OGH 4Ob136/02g

OGH4Ob136/02g2.7.2002

Der Oberste Gerichtshof hat durch den Senatspräsidenten des Obersten Gerichtshofs Dr. Kodek als Vorsitzenden und durch den Hofrat des Obersten Gerichtshofs Dr. Graf, die Hofrätinnen des Obersten Gerichtshofs Dr. Griß und Dr. Schenk sowie den Hofrat des Obersten Gerichtshofs Dr. Vogel als weitere Richter in der Rechtssache der klagenden Partei V***** GesmbH, *****, vertreten durch Dr. Hartmut Ramsauer und Dr. Peter Perner, Rechtsanwälte in Salzburg, gegen die beklagte Partei "P*****"***** GesmbH, H*****, vertreten durch Dr. Heinz Knoflach und andere Rechtsanwälte in Innsbruck, wegen Unterlassung und Urteilsveröffentlichung (Streitwert im Sicherungsverfahren 30.000 EUR), über den außerordentlichen Revisionsrekurs der klagenden Partei gegen den Beschluss des Oberlandesgerichts Linz als Rekursgericht vom 11. April 2002, GZ 1 R 62/02x-12, den

Beschluss

gefasst:

 

Spruch:

Der außerordentliche Revisionsrekurs wird gemäß §§ 78, 402 EO iVm § 526 Abs 2 Satz 1 ZPO mangels der Voraussetzungen des § 528 Abs 1 ZPO zurückgewiesen (§ 528a iVm § 510 Abs 3 ZPO).

Text

Begründung

Die Streitteile geben Regionalzeitungen für Haushalte im Bundesland Salzburg heraus. Die Klägerin ist Medieninhaberin der in fünf Regionalzeitungen, darunter die "Tennengauer Nachrichten", erscheinenden "Salzburger Woche", die Beklagte Verlegerin und Medieninhaberin der in sieben Lokalausgaben erscheinenden "Salzburger Bezirksblätter", darunter das "Bezirksblatt Tennengau".

Die Beklagte vergleicht in einer ihrer Zeitungen und in einem Werbefolder die Reichweite von Zeitungen in Salzburg an Hand der Leser pro Nummer. In diesem Reichweitenvergleich ordnet sie ihren "Salzburger Bezirksblättern" 54 % zu, der "Salzburger Woche" der Klägerin 51 %. Als Quelle wird die "Regioprint 2001" genannt, eine vom Verband der Regionalmedien Österreichs in Auftrag gegebene Untersuchung. Die Klägerin ist nicht Mitglied dieses Verbands und damit auch nicht Auftraggeberin der Reichweitenuntersuchung; die Leserzahlen ihrer Zeitschrift werden dennoch in dieser Untersuchung miterhoben.

Zu lösende Aufgaben:
1. Prüfe, ob die folgenden Aussagen mit dem Textauszug zur OGH-Entscheidung 4Ob136/02g übereinstimmen, und beantworte jede mit Ja oder Nein samt den ausschlaggebenden Worten des Textauszugs als wörtlichem Zitat: (a) Die Klägerin ist Mitglied des Verbands der Regionalmedien Österreichs. (b) Im Reichweitenvergleich der Beklagten entfallen auf die "Salzburger Bezirksblätter" 54 %. (c) Das "Bezirksblatt Tennengau" erscheint bei der Klägerin.
2. Führe den Textauszug zur OGH-Entscheidung 4Ob136/02g im Anschluss an seinen letzten Satz fort.

Gespeicherte Daten:
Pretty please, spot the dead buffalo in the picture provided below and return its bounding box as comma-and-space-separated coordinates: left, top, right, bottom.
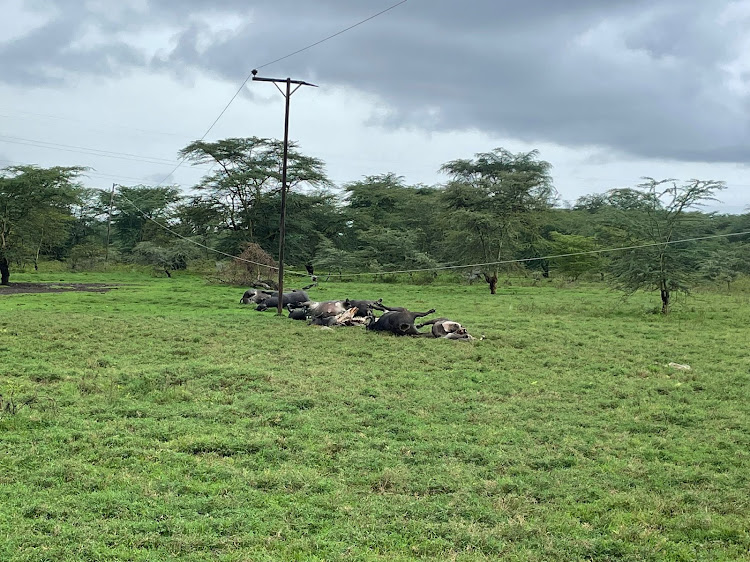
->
344, 299, 388, 318
240, 289, 279, 304
416, 318, 474, 341
255, 291, 310, 311
367, 307, 435, 336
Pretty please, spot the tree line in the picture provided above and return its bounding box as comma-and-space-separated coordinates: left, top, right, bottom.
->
0, 137, 750, 312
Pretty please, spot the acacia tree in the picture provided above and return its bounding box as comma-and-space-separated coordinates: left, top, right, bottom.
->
610, 177, 724, 314
441, 148, 555, 294
0, 166, 85, 285
107, 185, 182, 254
179, 137, 331, 251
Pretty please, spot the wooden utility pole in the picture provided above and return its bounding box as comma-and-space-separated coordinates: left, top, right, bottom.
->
252, 70, 317, 316
104, 183, 117, 263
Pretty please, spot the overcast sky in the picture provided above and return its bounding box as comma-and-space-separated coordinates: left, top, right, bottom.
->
0, 0, 750, 213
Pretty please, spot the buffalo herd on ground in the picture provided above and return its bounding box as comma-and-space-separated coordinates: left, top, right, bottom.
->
240, 282, 474, 341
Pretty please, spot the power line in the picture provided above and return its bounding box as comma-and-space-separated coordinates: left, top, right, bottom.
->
0, 135, 214, 169
151, 0, 408, 187
111, 180, 750, 277
334, 230, 750, 277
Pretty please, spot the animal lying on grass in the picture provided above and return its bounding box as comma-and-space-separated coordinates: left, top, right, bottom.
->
240, 290, 474, 341
367, 307, 435, 337
416, 318, 474, 341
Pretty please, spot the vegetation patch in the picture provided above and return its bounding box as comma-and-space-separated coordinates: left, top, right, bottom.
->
0, 274, 750, 561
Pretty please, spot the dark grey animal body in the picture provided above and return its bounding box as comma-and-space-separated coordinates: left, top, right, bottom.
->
367, 307, 435, 336
255, 291, 310, 311
240, 289, 279, 304
416, 318, 474, 341
344, 299, 387, 318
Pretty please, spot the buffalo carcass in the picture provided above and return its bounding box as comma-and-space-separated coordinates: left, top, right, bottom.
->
288, 301, 356, 326
240, 289, 279, 304
344, 299, 388, 318
255, 290, 310, 311
367, 307, 435, 337
416, 318, 474, 341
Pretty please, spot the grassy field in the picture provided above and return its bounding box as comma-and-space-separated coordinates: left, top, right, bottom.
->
0, 274, 750, 561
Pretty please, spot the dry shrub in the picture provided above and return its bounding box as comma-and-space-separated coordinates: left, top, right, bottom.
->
222, 242, 278, 285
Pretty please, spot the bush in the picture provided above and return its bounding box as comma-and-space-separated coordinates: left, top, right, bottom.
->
221, 242, 278, 285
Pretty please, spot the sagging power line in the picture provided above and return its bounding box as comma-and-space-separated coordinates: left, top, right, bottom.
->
151, 0, 408, 187
111, 184, 750, 278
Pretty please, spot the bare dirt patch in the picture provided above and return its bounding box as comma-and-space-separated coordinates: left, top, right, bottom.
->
0, 283, 117, 296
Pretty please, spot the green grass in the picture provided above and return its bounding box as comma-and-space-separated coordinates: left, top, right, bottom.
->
0, 274, 750, 561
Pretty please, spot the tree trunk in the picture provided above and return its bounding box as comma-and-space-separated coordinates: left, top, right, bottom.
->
484, 273, 497, 295
660, 284, 669, 314
0, 256, 10, 285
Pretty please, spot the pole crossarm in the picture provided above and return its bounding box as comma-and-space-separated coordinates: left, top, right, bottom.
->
253, 76, 318, 88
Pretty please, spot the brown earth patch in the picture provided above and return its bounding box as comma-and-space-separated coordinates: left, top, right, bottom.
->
0, 283, 117, 296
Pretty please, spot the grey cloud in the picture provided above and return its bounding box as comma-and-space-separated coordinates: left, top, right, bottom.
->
0, 0, 750, 162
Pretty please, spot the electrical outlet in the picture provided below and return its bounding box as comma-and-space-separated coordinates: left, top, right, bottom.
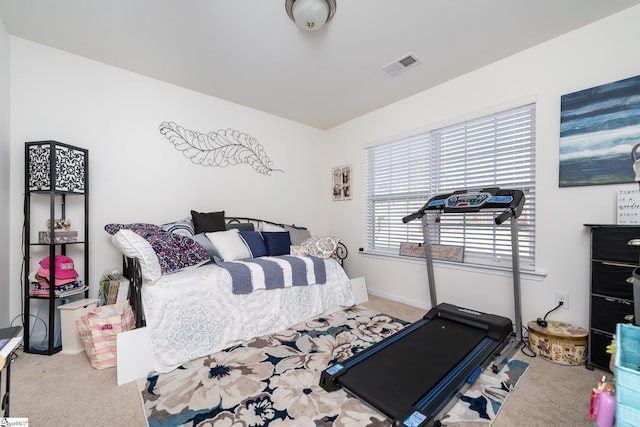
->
554, 291, 569, 308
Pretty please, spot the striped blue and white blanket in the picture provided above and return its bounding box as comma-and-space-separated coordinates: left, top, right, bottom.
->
215, 255, 327, 294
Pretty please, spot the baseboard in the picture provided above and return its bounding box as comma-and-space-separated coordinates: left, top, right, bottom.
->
367, 289, 431, 310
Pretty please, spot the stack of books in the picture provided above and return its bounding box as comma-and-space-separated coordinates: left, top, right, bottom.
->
98, 271, 129, 305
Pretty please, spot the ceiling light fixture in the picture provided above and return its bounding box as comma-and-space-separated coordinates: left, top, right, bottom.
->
284, 0, 336, 31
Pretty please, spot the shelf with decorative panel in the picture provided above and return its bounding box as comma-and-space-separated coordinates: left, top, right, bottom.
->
23, 141, 89, 354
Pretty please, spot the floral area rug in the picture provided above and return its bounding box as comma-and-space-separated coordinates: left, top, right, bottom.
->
140, 306, 528, 427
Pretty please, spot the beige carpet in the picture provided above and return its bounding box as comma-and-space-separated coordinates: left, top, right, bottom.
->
2, 297, 603, 427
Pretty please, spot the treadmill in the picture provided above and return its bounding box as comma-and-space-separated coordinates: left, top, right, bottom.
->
320, 187, 525, 427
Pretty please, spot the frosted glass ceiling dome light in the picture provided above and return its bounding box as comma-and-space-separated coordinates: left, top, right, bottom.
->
284, 0, 336, 31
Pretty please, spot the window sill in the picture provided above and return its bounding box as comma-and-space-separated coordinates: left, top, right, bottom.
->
358, 251, 547, 282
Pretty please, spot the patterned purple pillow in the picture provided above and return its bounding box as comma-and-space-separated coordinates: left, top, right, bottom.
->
104, 222, 162, 237
144, 231, 209, 274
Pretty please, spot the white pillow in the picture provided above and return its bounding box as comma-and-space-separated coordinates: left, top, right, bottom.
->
111, 228, 162, 283
260, 222, 287, 232
300, 236, 340, 258
205, 228, 251, 261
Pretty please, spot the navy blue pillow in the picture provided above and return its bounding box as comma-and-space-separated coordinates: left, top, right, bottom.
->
262, 231, 291, 256
240, 231, 267, 258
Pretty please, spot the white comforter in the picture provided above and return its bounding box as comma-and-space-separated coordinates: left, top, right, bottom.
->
142, 258, 353, 373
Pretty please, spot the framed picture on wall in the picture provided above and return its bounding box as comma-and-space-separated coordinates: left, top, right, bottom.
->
560, 75, 640, 187
331, 165, 352, 202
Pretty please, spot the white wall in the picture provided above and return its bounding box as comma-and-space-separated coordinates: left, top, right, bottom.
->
0, 15, 9, 327
7, 37, 327, 322
328, 6, 640, 327
8, 6, 640, 332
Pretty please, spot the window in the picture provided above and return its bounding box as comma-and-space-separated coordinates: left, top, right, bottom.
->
367, 104, 535, 270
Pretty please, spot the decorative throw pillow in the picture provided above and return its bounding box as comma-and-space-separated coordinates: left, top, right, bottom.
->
160, 218, 196, 238
240, 231, 267, 258
192, 233, 218, 259
111, 228, 162, 283
262, 231, 291, 256
284, 225, 311, 246
104, 222, 162, 237
205, 229, 251, 261
259, 222, 287, 232
300, 236, 340, 258
191, 210, 227, 234
146, 231, 209, 274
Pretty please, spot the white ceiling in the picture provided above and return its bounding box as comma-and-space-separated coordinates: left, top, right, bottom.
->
0, 0, 640, 129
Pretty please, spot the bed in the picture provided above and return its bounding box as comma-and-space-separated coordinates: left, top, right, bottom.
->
105, 211, 353, 373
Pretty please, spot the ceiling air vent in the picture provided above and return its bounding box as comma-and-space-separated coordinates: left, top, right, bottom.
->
382, 53, 422, 76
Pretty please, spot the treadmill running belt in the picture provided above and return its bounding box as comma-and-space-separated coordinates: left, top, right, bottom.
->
340, 318, 487, 419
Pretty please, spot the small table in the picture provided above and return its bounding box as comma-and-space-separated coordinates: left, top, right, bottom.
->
0, 326, 22, 418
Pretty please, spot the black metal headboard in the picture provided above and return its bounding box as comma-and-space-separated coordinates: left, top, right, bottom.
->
122, 216, 349, 328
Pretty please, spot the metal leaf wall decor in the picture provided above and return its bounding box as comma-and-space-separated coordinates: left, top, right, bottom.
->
160, 122, 284, 175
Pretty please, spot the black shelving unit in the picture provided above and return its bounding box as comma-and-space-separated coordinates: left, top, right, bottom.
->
23, 141, 89, 355
585, 224, 640, 370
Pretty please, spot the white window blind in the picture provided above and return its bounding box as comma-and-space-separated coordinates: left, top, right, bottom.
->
367, 104, 535, 270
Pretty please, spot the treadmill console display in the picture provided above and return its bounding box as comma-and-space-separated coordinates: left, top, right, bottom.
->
445, 193, 491, 209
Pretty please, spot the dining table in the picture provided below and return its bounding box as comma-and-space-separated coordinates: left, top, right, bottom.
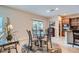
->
0, 39, 19, 53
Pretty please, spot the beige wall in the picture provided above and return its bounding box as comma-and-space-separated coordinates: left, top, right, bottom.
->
0, 6, 49, 44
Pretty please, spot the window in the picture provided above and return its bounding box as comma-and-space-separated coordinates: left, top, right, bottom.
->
33, 20, 44, 37
0, 17, 3, 33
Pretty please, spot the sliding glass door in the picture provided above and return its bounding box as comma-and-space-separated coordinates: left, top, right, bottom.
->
32, 20, 44, 37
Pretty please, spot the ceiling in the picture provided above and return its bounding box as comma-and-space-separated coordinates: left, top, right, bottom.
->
7, 5, 79, 17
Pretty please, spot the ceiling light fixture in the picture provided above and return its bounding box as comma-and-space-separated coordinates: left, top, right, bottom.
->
46, 8, 59, 13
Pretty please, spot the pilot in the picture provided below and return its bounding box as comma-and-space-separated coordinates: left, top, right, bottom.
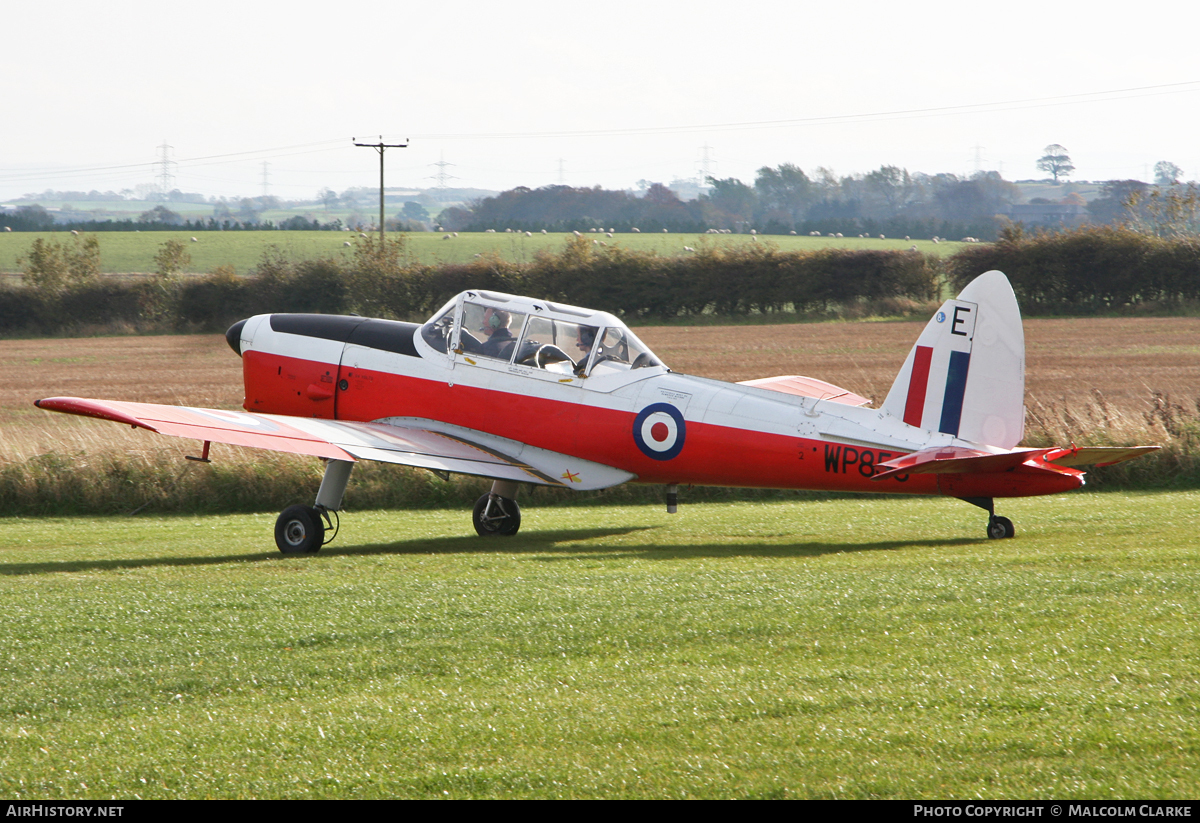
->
479, 306, 516, 358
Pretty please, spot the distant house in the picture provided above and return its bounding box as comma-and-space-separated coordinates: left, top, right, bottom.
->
1000, 203, 1087, 228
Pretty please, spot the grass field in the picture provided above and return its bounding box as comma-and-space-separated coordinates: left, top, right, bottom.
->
0, 493, 1200, 799
0, 232, 961, 275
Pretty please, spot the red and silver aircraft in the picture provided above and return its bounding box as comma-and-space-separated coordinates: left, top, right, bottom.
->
37, 271, 1157, 553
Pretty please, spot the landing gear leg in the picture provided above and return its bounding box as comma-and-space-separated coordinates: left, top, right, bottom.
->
472, 480, 521, 537
275, 459, 354, 554
959, 497, 1016, 540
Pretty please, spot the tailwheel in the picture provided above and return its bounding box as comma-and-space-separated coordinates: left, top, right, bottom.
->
472, 493, 521, 537
988, 515, 1016, 540
275, 506, 325, 554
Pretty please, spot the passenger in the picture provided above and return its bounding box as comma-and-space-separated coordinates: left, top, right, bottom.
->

Ergebnisse:
1.
(a) Nein: „Die Klägerin ist nicht Mitglied dieses Verbands“
(b) Ja: „In diesem Reichweitenvergleich ordnet sie ihren "Salzburger Bezirksblättern" 54 % zu“
(c) Nein: „die Beklagte Verlegerin und Medieninhaberin der in sieben Lokalausgaben erscheinenden "Salzburger Bezirksblätter", darunter das "Bezirksblatt Tennengau"“

2.
Zur Sicherung eines inhaltsgleichen Unterlassungsanspruchs beantragt die Klägerin, der Beklagten mit einstweiliger Verfügung aufzutragen, es bis zur Rechtskraft des über die Klage ergehenden Urteils im geschäftlichen Verkehr zu Zwecken des Wettbewerbs zu unterlassen, die Leser pro Nummer (LpN) der "Salzburger Bezirksblätter" mit denen der "Salzburger Woche" zu vergleichen. Der beanstandete Reichweitenvergleich sei in zwei Punkten unzulässig und wettbewerbswidrig gem §§ 1, 2 UWG: Weil die Klägerin nicht Mitglied des Verbands der Regionalmedien Österreichs sei, würde in der Untersuchung "Regioprint 2001" die Leser pro Nummer der "Salzburger Woche" nicht veröffentlicht. Der von der Beklagten angestellte Leservergleich sei damit nicht überprüfbar. Auch kenne die Klägerin die angewendeten Erhebungsmethoden (wie etwa Fragestellung uä) nicht. Weil zwar die Zeitungen der Beklagten, nicht aber jene der Klägerin in der Stadt Salzburg erschienen, würden darüber hinaus verschiedene Verbreitungsgebiete miteinander verglichen, ohne dass dies aus dem Vergleich ersichtlich sei. Es werde der unrichtige Eindruck erweckt, die "Salzburger Bezirksblätter" besäßen mit ihren Regionalausgaben auch in den einzelnen Gauen von Salzburg eine Spitzenstellung.

Die Beklagte beantragt die Abweisung des Sicherungsantrags. Die Regioprint 2001 enthalte auf S 33 auch die LpN der "Salzburger Woche" (Beil./4). Zwar gäbe es keine eigene Regionalausgabe der "Salzburger Woche" für die Stadt Salzburg, doch könnten die Regionalzeitungen der "Salzburger Woche" auch in der Stadt Salzburg bezogen werden. Die beanstandete Aussage führe demnach insoweit nicht irre, weil darin hinreichend klargestellt sei, dass sich der Reichweitenvergleich auf das gesamte Bundesland Salzburg beziehe. Das Begehren sei zu weit gefasst.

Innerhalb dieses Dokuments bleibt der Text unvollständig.